[begin The data]

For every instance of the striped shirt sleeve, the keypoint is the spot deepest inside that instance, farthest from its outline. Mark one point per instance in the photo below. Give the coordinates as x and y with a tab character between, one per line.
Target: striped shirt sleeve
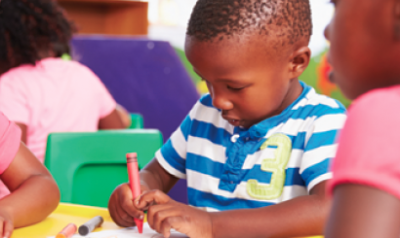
172	155
320	148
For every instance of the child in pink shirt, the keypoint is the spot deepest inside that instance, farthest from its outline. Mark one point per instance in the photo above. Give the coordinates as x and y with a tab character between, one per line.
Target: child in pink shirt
39	91
365	55
26	178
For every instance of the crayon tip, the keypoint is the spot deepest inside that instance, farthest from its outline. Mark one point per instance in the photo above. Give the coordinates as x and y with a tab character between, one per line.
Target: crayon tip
139	225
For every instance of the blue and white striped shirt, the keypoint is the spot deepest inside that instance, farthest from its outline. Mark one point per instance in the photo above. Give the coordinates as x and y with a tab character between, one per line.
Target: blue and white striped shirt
280	158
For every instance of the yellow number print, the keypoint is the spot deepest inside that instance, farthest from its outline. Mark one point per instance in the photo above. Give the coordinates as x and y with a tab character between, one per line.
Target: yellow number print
276	166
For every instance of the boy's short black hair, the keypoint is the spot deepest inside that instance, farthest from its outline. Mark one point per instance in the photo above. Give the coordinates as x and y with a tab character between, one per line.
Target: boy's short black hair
31	28
290	19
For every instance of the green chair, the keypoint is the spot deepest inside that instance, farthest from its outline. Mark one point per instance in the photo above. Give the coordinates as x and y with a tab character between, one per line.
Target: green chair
136	121
88	166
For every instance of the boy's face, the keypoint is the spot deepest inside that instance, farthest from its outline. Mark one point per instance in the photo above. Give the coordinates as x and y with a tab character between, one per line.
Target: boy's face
362	50
247	81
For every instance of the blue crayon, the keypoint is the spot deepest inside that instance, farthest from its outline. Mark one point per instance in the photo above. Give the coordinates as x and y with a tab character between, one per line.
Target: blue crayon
90	225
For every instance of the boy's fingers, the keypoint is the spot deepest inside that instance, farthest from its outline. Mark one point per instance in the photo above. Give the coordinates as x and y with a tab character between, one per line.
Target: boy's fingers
126	201
7	229
157	214
150	197
124	219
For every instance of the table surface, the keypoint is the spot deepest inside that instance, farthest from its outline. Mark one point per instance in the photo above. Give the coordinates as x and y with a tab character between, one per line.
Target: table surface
64	214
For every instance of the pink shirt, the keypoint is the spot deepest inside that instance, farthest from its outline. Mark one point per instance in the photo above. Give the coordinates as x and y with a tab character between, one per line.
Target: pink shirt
53	96
10	137
369	144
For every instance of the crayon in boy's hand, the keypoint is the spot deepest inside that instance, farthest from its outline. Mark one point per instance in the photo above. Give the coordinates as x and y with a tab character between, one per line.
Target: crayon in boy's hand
67	232
90	225
134	182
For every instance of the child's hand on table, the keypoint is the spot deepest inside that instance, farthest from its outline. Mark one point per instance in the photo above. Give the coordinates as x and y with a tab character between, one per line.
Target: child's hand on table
121	206
6	224
164	214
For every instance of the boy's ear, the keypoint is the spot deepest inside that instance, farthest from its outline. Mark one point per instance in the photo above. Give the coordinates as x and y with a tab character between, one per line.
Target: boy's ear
299	61
396	20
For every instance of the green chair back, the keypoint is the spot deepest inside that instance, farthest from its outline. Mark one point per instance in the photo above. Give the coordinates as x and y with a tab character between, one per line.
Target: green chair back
88	166
136	121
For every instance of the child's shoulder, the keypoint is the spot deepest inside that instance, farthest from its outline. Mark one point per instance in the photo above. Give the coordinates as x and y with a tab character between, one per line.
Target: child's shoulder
312	102
377	102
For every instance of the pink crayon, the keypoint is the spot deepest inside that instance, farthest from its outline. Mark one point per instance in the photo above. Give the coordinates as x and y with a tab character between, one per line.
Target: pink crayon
134	182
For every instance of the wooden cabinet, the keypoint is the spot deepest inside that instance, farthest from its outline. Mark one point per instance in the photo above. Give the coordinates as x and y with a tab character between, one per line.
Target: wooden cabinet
110	17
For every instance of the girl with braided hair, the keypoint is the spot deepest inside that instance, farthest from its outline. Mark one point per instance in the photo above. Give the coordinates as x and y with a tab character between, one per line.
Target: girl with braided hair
40	90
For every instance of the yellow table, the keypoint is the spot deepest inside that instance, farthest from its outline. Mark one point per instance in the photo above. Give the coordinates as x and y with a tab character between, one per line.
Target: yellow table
64	214
68	213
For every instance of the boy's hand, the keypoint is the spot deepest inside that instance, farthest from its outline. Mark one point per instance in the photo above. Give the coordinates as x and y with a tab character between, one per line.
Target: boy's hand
165	214
121	206
6	224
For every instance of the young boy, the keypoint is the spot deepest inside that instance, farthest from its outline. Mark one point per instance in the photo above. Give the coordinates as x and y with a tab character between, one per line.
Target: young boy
257	148
365	54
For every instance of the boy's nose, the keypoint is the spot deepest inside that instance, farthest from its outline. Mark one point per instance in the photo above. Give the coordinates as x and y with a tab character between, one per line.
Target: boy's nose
221	102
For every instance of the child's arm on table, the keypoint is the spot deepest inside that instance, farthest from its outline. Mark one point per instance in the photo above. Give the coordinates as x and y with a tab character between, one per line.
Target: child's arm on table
34	193
360	211
121	206
301	216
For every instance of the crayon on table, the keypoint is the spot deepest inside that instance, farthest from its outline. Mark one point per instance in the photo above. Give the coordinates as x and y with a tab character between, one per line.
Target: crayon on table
67	232
134	182
90	225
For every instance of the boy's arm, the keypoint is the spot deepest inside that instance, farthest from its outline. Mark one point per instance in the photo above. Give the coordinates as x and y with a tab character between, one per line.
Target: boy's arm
301	216
121	206
34	193
360	211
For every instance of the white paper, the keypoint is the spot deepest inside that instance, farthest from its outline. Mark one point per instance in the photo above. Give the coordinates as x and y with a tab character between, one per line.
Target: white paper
130	232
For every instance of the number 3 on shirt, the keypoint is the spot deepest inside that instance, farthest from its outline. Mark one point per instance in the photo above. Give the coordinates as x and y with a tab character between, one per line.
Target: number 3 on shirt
276	166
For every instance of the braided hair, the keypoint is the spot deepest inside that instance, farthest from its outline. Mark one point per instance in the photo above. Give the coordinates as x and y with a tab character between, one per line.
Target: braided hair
290	19
29	28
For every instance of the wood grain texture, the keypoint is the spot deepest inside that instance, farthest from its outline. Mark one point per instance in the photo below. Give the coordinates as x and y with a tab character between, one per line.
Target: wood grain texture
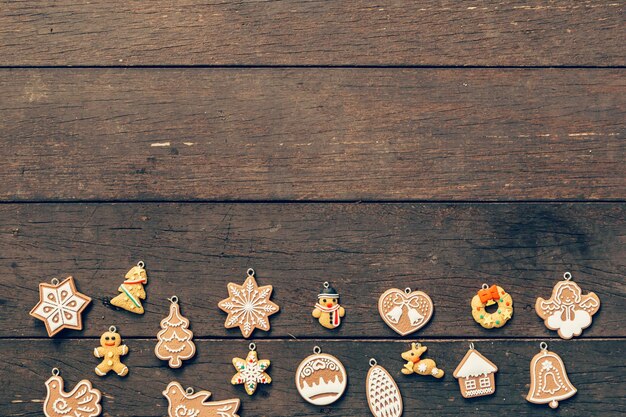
595	367
194	250
354	32
293	134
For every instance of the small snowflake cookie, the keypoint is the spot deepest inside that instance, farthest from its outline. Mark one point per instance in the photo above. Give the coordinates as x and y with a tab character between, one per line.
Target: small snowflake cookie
248	306
251	371
60	306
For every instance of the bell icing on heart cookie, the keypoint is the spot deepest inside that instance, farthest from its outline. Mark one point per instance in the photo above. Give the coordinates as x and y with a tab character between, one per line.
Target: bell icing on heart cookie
175	339
187	403
131	290
82	401
251	371
382	392
111	349
60	306
567	311
476	374
321	379
328	311
405	311
489	296
416	365
248	306
549	383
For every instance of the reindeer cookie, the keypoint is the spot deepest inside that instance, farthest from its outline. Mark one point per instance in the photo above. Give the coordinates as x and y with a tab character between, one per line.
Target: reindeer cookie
416	365
111	349
328	311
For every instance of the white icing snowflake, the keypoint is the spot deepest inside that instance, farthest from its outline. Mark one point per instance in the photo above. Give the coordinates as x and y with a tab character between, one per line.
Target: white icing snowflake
251	372
60	306
248	306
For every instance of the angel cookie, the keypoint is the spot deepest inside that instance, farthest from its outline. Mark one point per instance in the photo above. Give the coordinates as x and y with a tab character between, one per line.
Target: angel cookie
567	311
110	349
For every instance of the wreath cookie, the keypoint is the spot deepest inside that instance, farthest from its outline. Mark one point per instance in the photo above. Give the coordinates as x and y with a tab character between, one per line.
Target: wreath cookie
489	296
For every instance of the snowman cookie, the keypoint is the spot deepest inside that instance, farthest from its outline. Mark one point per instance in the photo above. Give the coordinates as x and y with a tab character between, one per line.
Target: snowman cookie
111	349
328	311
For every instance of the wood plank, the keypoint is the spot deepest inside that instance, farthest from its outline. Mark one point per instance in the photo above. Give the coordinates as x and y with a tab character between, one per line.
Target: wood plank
592	366
334	134
194	250
353	32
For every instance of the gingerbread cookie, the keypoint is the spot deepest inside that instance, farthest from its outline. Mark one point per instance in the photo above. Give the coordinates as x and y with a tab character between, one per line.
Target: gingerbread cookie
416	365
321	379
175	344
131	290
60	306
549	383
187	403
382	392
476	374
567	311
248	306
111	349
405	311
251	371
489	296
328	311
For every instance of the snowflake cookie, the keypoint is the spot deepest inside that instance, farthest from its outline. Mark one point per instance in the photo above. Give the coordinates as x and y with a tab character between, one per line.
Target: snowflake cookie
248	306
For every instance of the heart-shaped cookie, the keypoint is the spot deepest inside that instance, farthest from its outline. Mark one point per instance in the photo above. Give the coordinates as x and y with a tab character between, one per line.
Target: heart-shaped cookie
405	311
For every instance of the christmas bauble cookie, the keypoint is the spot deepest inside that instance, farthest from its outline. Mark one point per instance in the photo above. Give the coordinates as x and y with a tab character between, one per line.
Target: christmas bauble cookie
321	378
486	297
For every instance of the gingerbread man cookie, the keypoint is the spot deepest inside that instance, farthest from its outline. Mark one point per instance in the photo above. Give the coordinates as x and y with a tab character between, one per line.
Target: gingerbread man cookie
111	349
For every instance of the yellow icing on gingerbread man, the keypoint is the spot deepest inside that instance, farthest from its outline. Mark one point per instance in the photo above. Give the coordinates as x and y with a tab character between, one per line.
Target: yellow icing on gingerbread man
111	349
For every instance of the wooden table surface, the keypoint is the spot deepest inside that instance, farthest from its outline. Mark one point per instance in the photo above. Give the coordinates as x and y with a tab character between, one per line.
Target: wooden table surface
435	145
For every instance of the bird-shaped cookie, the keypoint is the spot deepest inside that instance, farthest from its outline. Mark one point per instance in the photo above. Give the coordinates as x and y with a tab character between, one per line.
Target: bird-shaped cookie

[end The data]

* [Exercise task]: Copy every line above, starting with the line that contains "For every instance of the wooden table" and continuing down to the last line of the rows.

* [Response below]:
For every instance of the wooden table surface, the keypoint is the spot deepest inside that instance, farthest from its outline. Mark one point per instance in the photo above. Give the coordinates as x and y with a tab character between, one per line.
Target: wooden table surface
435	145
For every instance of the bird-shaped cookie, the keypoint is the spot deepest inside that instance, farthest from its outline. Mark one point per instance in the photo above. Give the coordinates as x and y with a tab character between, one per line.
Target: bird-shaped cookie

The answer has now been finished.